● **EXERCISE DETAILS**: Copy the material below line for line, keeping every character unchanged.

● **EXERCISE MATERIALS**:
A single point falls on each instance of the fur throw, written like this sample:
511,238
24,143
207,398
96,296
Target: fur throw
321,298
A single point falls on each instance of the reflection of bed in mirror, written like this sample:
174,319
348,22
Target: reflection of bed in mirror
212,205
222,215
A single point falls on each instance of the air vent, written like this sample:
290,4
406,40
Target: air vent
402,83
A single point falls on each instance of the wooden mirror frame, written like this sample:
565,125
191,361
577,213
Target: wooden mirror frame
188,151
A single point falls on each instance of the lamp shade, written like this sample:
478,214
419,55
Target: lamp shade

● **OUTPUT OF THE TASK**:
A single point falls on each instance of the fur throw, written like this sample:
511,238
24,143
207,398
96,296
Target: fur throw
321,298
A single point falls on each instance of the reflection of bed in mirror, written like this sample:
174,319
348,22
Target: reflection of bed in mirror
212,205
222,215
A single point falls on each instance of the air vent, written like this sample:
290,4
406,40
Target: air vent
402,83
A single point falls on each instance of the wooden mirror frame, written like this sample:
565,125
191,361
577,213
Target: wooden mirror frame
188,151
A single point falls on each instance of the lamp shade, written like this sample:
478,214
419,55
Target: lamp shade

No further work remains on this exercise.